* PROVIDED ENTRIES *
......
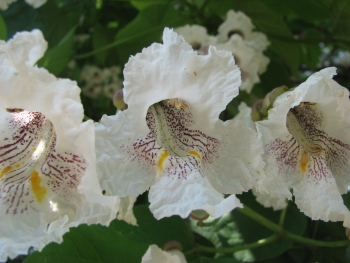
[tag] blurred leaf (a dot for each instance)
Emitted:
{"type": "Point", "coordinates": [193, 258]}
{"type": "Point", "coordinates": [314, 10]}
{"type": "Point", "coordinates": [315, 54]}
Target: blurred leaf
{"type": "Point", "coordinates": [236, 229]}
{"type": "Point", "coordinates": [147, 28]}
{"type": "Point", "coordinates": [101, 36]}
{"type": "Point", "coordinates": [58, 21]}
{"type": "Point", "coordinates": [57, 58]}
{"type": "Point", "coordinates": [120, 242]}
{"type": "Point", "coordinates": [3, 30]}
{"type": "Point", "coordinates": [303, 9]}
{"type": "Point", "coordinates": [22, 17]}
{"type": "Point", "coordinates": [142, 4]}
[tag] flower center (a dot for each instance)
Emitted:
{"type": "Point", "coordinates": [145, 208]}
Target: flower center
{"type": "Point", "coordinates": [303, 123]}
{"type": "Point", "coordinates": [168, 121]}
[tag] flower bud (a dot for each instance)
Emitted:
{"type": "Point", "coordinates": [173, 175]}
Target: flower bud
{"type": "Point", "coordinates": [199, 215]}
{"type": "Point", "coordinates": [347, 232]}
{"type": "Point", "coordinates": [271, 97]}
{"type": "Point", "coordinates": [118, 100]}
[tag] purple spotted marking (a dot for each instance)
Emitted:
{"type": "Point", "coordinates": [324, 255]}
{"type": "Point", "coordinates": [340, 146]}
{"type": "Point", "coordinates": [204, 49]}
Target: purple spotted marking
{"type": "Point", "coordinates": [308, 148]}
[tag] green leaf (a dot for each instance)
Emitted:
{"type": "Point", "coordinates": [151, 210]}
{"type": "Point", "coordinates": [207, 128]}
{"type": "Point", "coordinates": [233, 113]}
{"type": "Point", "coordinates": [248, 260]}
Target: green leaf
{"type": "Point", "coordinates": [57, 58]}
{"type": "Point", "coordinates": [147, 28]}
{"type": "Point", "coordinates": [142, 4]}
{"type": "Point", "coordinates": [3, 30]}
{"type": "Point", "coordinates": [120, 242]}
{"type": "Point", "coordinates": [236, 229]}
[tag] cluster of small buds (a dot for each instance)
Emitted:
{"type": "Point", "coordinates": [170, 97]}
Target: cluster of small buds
{"type": "Point", "coordinates": [236, 35]}
{"type": "Point", "coordinates": [100, 82]}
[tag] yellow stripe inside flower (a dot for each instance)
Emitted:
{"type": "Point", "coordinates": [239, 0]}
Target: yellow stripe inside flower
{"type": "Point", "coordinates": [195, 153]}
{"type": "Point", "coordinates": [38, 190]}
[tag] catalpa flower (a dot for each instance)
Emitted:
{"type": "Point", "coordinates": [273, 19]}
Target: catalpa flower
{"type": "Point", "coordinates": [251, 62]}
{"type": "Point", "coordinates": [155, 255]}
{"type": "Point", "coordinates": [170, 138]}
{"type": "Point", "coordinates": [307, 147]}
{"type": "Point", "coordinates": [197, 37]}
{"type": "Point", "coordinates": [48, 179]}
{"type": "Point", "coordinates": [238, 23]}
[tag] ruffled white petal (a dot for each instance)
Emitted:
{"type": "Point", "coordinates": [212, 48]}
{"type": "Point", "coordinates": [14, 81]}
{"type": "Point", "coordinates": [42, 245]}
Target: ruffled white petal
{"type": "Point", "coordinates": [155, 255]}
{"type": "Point", "coordinates": [312, 155]}
{"type": "Point", "coordinates": [240, 24]}
{"type": "Point", "coordinates": [124, 171]}
{"type": "Point", "coordinates": [48, 179]}
{"type": "Point", "coordinates": [36, 3]}
{"type": "Point", "coordinates": [250, 61]}
{"type": "Point", "coordinates": [4, 4]}
{"type": "Point", "coordinates": [170, 134]}
{"type": "Point", "coordinates": [173, 70]}
{"type": "Point", "coordinates": [125, 210]}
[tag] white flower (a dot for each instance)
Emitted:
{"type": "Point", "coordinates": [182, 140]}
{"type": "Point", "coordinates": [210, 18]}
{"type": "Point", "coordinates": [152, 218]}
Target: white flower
{"type": "Point", "coordinates": [125, 210]}
{"type": "Point", "coordinates": [237, 23]}
{"type": "Point", "coordinates": [250, 61]}
{"type": "Point", "coordinates": [307, 147]}
{"type": "Point", "coordinates": [5, 3]}
{"type": "Point", "coordinates": [155, 255]}
{"type": "Point", "coordinates": [35, 3]}
{"type": "Point", "coordinates": [197, 37]}
{"type": "Point", "coordinates": [170, 137]}
{"type": "Point", "coordinates": [48, 179]}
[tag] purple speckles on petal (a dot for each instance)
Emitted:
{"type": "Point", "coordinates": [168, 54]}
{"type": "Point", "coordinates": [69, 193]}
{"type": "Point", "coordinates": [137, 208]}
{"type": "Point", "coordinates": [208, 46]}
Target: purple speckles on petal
......
* ASSIGNMENT *
I'd like every line with the string "speckles" copied from the listing.

* EXERCISE SOLUTION *
[tag] purple speckles on petal (a dot for each instance)
Target: purple speckles on petal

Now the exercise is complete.